• **課題の説明**
本文によると、受注や出荷を管理する基幹系システムに障害が発生した場合、どのような恐れがありますか。

• **本文**

↓↓↓

DRの具体的な要件を煮詰めていくに当たり、取引のある複数のインテグレータから情報収集が行なわれた。CSIソリューションズもその1社だった。
要件定義の進め方について、川口化学工業株式会社 経理部の上村 靖則氏は次のように語る。 「どの程度の対策を取るとどの程度のコストが必要なのか、そういったことを相談させてもらいながら、実際の要件に落とし込みました。中でも、これまでに社内システムをサポートしてもらっていたCSIソリューションズさんからの提案は、社内システムの現状にも合っていて要望に近かったので、こちらをベースに要件を具体化していきました」
システムごとに必要な機能を選別、重要度に応じてソリューションを組み合わせ
川口化学工業のDRのもっとも大きなポイントは、基幹系システムと情報系システムとで個別の対策を選択した点にある。受注や出荷を管理する基幹系システムに障害が発生した場合、出荷が滞り、納期を守れなくなる恐れがある。それに対して情報系システムの場合は、社内のコミュニケーションが滞るものの、短期間であれば電話等の代用手段で対応できると上村氏は語る。 「大きな違いは、基幹系システムの障害はお客様に迷惑をかけてしまいますが、情報系システムの障害は社内の従業員が我慢すれば済むということです。前者に注力して後者は最小限の対策にとどめることで、コストを抑えながら事業継続を効果的にカバーできると考えて要件を固めました」

↑↑↑

コレクションから抽出したデータ
↓↓↓

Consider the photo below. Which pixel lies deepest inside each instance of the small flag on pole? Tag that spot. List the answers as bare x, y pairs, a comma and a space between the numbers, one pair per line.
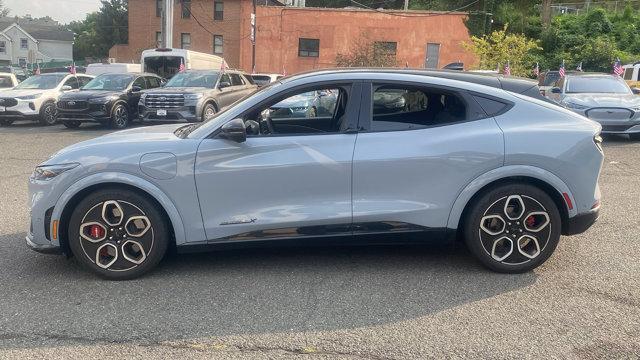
507, 69
617, 68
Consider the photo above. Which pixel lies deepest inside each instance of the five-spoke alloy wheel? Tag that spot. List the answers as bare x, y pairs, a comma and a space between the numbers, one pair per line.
513, 228
117, 233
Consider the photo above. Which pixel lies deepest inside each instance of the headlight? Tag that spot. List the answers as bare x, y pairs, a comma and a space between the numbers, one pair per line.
48, 172
29, 97
575, 106
102, 100
192, 96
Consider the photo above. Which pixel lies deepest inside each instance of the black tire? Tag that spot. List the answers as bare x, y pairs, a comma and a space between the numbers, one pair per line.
154, 241
119, 117
208, 112
72, 124
490, 249
48, 114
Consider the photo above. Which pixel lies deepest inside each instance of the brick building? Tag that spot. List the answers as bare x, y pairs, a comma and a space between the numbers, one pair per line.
294, 39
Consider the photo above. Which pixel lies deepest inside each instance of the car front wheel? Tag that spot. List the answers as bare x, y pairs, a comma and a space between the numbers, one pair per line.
513, 228
118, 234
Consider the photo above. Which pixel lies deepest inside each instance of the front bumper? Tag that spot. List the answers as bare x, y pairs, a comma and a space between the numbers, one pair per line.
581, 222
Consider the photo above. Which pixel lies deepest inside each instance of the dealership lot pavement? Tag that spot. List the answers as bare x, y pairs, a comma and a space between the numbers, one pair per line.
325, 303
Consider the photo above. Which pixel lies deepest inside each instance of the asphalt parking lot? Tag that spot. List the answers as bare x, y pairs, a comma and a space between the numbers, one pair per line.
325, 303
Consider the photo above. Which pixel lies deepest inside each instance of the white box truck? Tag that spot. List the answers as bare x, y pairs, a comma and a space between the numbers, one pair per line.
166, 62
112, 68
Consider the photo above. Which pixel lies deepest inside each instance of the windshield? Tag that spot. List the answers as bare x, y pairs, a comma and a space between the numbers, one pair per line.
599, 84
42, 81
5, 82
194, 79
110, 82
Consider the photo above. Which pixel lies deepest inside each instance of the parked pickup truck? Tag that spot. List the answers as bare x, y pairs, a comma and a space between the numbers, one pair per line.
194, 95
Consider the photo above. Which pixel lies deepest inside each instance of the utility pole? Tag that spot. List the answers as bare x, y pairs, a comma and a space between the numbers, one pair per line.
253, 38
167, 24
546, 13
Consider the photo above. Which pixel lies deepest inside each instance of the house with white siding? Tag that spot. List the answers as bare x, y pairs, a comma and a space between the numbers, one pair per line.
27, 41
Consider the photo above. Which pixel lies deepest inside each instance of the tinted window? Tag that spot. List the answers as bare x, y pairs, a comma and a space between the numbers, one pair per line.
153, 82
73, 82
597, 84
404, 108
236, 80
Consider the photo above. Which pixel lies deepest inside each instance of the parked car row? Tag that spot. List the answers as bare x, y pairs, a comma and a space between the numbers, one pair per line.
116, 99
605, 98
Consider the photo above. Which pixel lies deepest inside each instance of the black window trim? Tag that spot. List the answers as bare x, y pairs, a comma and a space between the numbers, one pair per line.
366, 108
352, 111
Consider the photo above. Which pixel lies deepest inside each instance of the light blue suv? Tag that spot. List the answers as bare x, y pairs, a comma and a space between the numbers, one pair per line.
459, 154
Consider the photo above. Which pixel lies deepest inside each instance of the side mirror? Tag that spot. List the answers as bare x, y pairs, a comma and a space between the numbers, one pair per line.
234, 130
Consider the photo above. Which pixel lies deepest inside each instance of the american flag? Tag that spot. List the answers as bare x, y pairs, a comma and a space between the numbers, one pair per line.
507, 69
617, 68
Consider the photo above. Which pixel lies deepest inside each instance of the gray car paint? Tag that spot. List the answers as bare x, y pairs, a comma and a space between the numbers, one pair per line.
424, 177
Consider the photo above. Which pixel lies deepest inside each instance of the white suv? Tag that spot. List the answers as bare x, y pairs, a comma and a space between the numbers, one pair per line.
35, 98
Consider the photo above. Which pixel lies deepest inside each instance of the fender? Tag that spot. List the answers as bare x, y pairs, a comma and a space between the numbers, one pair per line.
126, 179
501, 173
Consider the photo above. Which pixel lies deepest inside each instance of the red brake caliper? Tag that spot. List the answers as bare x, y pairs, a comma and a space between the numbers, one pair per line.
97, 231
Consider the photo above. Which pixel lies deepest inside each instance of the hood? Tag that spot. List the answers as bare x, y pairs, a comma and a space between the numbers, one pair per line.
89, 94
117, 145
23, 92
173, 90
604, 100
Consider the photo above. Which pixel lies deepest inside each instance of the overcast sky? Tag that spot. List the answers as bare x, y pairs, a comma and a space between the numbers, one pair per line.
62, 10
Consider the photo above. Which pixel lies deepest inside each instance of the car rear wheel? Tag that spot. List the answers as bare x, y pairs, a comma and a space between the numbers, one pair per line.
118, 234
119, 117
48, 114
513, 228
208, 112
72, 124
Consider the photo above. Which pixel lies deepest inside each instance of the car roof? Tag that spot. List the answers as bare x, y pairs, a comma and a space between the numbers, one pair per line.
509, 83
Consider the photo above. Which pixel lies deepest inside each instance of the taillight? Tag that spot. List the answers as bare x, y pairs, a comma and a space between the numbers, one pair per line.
597, 139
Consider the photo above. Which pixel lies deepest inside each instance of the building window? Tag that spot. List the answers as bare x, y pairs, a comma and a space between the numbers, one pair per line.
186, 8
386, 47
309, 47
185, 41
218, 10
217, 44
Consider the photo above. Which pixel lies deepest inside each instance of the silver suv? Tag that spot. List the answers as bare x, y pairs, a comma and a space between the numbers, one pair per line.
194, 95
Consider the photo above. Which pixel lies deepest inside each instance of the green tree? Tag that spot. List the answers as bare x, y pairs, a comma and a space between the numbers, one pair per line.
99, 31
500, 47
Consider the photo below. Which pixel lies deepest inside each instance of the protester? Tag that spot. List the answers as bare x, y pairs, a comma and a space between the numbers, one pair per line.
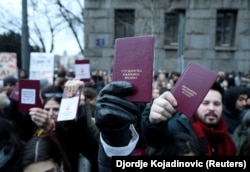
162, 120
82, 127
10, 147
68, 132
4, 102
45, 117
234, 101
44, 153
117, 118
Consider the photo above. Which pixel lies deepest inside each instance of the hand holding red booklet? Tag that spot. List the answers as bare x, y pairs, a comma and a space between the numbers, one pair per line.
133, 62
69, 106
192, 87
29, 94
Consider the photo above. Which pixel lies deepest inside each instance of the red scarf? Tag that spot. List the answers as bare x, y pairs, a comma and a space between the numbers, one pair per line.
218, 137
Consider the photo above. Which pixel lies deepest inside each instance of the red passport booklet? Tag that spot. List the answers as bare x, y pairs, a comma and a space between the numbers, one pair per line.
192, 87
133, 62
29, 95
69, 106
15, 93
82, 70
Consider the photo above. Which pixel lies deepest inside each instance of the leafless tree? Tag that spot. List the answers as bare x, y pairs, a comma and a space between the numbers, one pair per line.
46, 19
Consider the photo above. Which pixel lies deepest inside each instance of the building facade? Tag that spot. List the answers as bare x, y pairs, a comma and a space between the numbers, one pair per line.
214, 33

↑↑↑

• **完成した課題**
出荷が滞り、納期を守れなくなる恐れがあります。